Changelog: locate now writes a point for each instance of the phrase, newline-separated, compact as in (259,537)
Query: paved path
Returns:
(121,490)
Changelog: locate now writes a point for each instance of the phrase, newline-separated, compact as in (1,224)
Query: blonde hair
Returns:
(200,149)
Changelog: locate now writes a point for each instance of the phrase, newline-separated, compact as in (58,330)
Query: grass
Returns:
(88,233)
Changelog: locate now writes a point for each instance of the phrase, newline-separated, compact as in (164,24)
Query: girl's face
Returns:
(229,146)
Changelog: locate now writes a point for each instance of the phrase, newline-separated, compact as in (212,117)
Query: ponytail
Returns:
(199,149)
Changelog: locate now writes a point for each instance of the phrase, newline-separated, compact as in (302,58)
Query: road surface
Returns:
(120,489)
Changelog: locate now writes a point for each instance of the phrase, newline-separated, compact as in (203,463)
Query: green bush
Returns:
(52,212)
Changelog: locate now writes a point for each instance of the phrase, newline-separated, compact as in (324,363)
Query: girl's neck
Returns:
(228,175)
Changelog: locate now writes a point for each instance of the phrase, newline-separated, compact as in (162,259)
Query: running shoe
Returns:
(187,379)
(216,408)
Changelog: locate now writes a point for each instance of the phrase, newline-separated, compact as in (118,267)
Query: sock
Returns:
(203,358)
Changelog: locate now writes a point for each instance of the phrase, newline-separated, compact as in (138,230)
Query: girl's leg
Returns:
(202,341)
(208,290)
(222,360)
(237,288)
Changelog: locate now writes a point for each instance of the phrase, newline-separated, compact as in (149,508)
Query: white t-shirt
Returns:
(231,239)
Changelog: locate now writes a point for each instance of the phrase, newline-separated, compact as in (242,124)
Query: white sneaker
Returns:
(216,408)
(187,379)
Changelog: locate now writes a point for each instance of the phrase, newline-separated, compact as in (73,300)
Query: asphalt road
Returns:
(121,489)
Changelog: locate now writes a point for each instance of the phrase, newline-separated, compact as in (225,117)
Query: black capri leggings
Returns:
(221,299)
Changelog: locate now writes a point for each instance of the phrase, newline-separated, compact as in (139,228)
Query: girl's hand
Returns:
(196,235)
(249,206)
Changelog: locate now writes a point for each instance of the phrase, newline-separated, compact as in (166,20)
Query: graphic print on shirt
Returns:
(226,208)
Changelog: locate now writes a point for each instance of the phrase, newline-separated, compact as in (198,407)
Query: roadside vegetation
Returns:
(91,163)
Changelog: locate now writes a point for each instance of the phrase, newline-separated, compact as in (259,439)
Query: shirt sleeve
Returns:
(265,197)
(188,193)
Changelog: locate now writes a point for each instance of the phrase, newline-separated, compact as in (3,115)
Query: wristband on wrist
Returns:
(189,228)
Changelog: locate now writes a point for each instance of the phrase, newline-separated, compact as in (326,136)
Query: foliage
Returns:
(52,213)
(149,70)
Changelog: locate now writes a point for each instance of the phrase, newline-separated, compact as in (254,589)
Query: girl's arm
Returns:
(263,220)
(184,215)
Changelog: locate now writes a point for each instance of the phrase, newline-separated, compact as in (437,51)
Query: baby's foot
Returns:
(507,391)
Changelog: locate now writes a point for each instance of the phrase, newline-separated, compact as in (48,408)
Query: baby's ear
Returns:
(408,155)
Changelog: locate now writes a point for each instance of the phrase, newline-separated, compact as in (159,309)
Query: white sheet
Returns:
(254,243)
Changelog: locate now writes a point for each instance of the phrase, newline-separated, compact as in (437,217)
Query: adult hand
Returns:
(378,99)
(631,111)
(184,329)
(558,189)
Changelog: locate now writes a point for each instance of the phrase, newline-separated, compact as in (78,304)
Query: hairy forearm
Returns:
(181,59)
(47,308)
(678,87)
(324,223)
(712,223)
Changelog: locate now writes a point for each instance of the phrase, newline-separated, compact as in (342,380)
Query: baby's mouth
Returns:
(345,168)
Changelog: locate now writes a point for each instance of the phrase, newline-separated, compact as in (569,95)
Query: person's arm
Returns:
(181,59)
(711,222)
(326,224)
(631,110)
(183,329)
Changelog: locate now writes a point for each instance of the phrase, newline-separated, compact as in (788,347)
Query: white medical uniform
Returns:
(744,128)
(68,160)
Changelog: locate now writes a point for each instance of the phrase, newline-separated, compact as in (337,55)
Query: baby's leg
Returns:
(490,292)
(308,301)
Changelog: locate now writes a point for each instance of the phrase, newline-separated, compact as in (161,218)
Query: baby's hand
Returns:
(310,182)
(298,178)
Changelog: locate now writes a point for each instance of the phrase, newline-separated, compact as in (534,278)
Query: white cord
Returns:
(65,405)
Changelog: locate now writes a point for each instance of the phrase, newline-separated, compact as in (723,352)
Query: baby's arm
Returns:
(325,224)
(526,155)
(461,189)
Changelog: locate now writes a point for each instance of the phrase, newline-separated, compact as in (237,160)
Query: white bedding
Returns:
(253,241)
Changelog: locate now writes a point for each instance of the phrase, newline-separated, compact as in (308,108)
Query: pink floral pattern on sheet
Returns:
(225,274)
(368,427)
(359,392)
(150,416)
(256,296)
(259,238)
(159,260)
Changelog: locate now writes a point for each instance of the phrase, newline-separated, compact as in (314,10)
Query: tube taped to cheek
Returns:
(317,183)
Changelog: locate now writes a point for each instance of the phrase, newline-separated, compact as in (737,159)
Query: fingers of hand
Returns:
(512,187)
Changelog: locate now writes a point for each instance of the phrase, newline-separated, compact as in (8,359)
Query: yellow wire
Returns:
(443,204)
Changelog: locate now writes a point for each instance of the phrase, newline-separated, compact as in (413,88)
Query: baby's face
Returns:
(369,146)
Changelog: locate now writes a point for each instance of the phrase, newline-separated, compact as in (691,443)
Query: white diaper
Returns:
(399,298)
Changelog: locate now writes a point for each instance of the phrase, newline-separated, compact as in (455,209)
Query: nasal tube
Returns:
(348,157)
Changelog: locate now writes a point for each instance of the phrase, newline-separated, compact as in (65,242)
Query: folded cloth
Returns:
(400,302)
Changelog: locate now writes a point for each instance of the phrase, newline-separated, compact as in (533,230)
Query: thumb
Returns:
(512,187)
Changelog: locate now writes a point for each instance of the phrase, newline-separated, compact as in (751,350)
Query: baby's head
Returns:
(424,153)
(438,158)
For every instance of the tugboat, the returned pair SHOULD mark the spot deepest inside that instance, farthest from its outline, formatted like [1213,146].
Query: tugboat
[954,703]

....

Each record shown above must be printed once more, exactly.

Changelog: locate now writes a point for each instance of the phrase, newline-separated, compact as in (259,537)
Query: paved path
Returns:
(121,490)
Changelog: locate now writes a point for each instance of the phrase, newline-separated, compact as in (1,224)
Query: blonde hair
Returns:
(200,149)
Changelog: locate now writes a point for each instance of the phrase, newline-separated, compact as in (58,330)
Query: grass
Returns:
(88,233)
Changelog: locate now writes a point for each instance of the phrase, newline-separated, compact as in (164,24)
Query: girl's face
Returns:
(229,146)
Changelog: locate now writes a point for each instance of the phrase, newline-separated, compact as in (212,117)
Query: ponytail
Returns:
(199,149)
Changelog: locate now writes a point for each instance of the phrase, newline-separated, compact as in (302,58)
Query: road surface
Returns:
(120,489)
Changelog: locate now writes a point for each instance of the phrase, newline-separated, compact as in (203,463)
Query: green bush
Returns:
(52,212)
Changelog: locate now writes a point for each instance of the phrase, newline-separated, compact as in (324,363)
Query: girl's neck
Returns:
(228,175)
Changelog: locate now writes a point for each instance of the phrase, newline-separated, compact as in (162,259)
Query: running shoe
Returns:
(187,379)
(216,408)
Changelog: locate now writes a point for each instance of the phrase, newline-separated, compact as in (118,267)
Query: sock
Returns:
(203,358)
Changelog: locate now writes a point for each instance of the phrase, newline-separated, compact as in (138,230)
Query: girl's leg
Returns:
(202,341)
(208,290)
(222,360)
(237,288)
Changelog: locate now writes a point for each instance of the phrase, newline-separated, compact as in (149,508)
Query: white t-shirt
Returns:
(231,239)
Changelog: locate now writes a point for each instance of the phrase, newline-separated, compact as in (242,124)
Query: white sneaker
Returns:
(216,408)
(187,379)
Changelog: locate now writes a point for each instance of the phrase, newline-separated, compact as in (73,300)
Query: asphalt road
Returns:
(121,489)
Changelog: locate now writes a point for each instance of the phrase, newline-separated, compact as in (225,117)
Query: black capri leggings
Returns:
(221,299)
Changelog: locate now writes a point for each instance of the phrase, newline-separated, compact as in (139,228)
Query: girl's hand
Returns:
(196,235)
(249,206)
Changelog: locate now writes a point for each instance of the phrase, newline-separated, compact as in (166,20)
Query: graphic print on shirt
Returns:
(226,208)
Changelog: locate now writes a point for each instance of the phrase, newline-separated, compact as in (198,407)
Query: roadside vegetation
Returns:
(91,163)
Changelog: locate now writes a point for each instance of the phrase, newline-separated, compact as in (259,439)
Query: shirt sleeve
Returns:
(265,197)
(188,193)
Changelog: locate now writes a point for each instance of the phrase, newline-separated, compact as in (3,115)
Query: wristband on wrist
Returns:
(189,228)
Changelog: locate now writes a point for each instance of the phrase, newline-separated, compact as in (326,136)
Query: foliage
Returns:
(52,213)
(149,70)
Changelog: locate now writes a point for each instance of the phrase, newline-separated, compact as in (254,589)
Query: girl's arm
Returns:
(263,220)
(184,215)
Changelog: locate now writes a point for each instance of the phrase, newline-separated, compact as in (437,51)
Query: baby's foot
Returns:
(507,391)
Changelog: locate now writes a point for each instance of the phrase, newline-separated, compact as in (48,408)
Query: baby's ear
Returns:
(408,155)
Changelog: locate now writes a point for each instance of the phrase, newline-separated, compact as in (159,309)
Query: white sheet
Returns:
(254,243)
Changelog: locate now writes a point for each instance of the phrase, newline-separated, compact as in (437,217)
Query: adult hand
Returns:
(378,99)
(631,111)
(184,329)
(558,189)
Changelog: locate now writes a point for each instance of the phrase, newline-separated, compact as in (78,304)
Query: hairy forearm
Returns:
(181,59)
(47,308)
(678,87)
(324,223)
(712,223)
Changelog: locate now writes a point for each instance of the phrase, newline-separated, compact as in (342,380)
Query: baby's mouth
Returns:
(345,168)
Changelog: locate now writes a point for each instance of the phrase, newline-separated, compact as in (569,95)
Query: person's arm
Returns:
(181,59)
(711,222)
(326,224)
(631,110)
(183,329)
Changelog: locate now writes a point for each instance of the phrase, newline-separated, compact as in (788,347)
Query: white medical uniform
Returns:
(744,128)
(68,160)
Changelog: locate now writes a point for each instance of the phrase, newline-separated, compact as in (337,55)
Query: baby's leg
Returns:
(490,292)
(308,301)
Changelog: locate now writes a point for each instance of the phrase, newline-separated, compact as in (161,218)
Query: baby's hand
Returns:
(310,182)
(298,178)
Changelog: locate now writes a point for each instance of the phrase, newline-separated, compact as in (534,278)
Query: white cord
Returns:
(65,405)
Changelog: locate now writes a point for each instance of the phrase, newline-separated, compact as in (723,352)
Query: baby's arm
Returns:
(325,224)
(526,155)
(461,189)
Changelog: locate now writes a point for each instance of the phrase, newline-separated, compact as in (237,160)
Query: white bedding
Returns:
(253,241)
Changelog: locate now writes a point for each instance of the phrase, newline-separated, compact as in (308,108)
Query: pink floral pattern on sheet
Returns:
(225,274)
(368,427)
(359,392)
(150,416)
(256,296)
(259,238)
(159,260)
Changelog: locate now writes a point for each instance of the phrase, newline-separated, compact as in (314,10)
Query: tube taped to cheek
Returns:
(317,183)
Changelog: locate now writes a point for each instance of the phrase, newline-separated, compact as in (737,159)
Query: fingers of hand
Returns:
(512,187)
Changelog: locate now writes a point for each instance of the phrase, newline-separated, compact as in (8,359)
Query: yellow wire
Returns:
(443,204)
Changelog: locate now writes a point for each instance of the phrase, newline-separated, compact as in (413,88)
Query: baby's face
Returns:
(369,146)
Changelog: locate now writes a point for each instance of the phrase, newline-separated, compact as in (691,443)
Query: white diaper
Returns:
(399,298)
Changelog: locate now writes a point for each instance of the phrase, newline-separated, compact as in (455,209)
Query: nasal tube
Returns:
(348,157)
Changelog: locate now writes a point for each instance of the phrase, newline-separated, compact as in (65,242)
Query: folded cloth
Returns:
(400,302)
Changelog: locate now writes a point for each instance of the phrase, newline-separated, compact as in (533,230)
Query: thumb
Returns:
(512,187)
Changelog: locate now writes a point for each instance of the phrase, newline-separated, compact as in (751,350)
Query: baby's head
Returns:
(424,153)
(438,158)
For every instance of the tugboat, the returned pair SHOULD mark the spot deepest inside that instance, farthest from its outline, formatted like [1213,146].
Query: tugboat
[954,703]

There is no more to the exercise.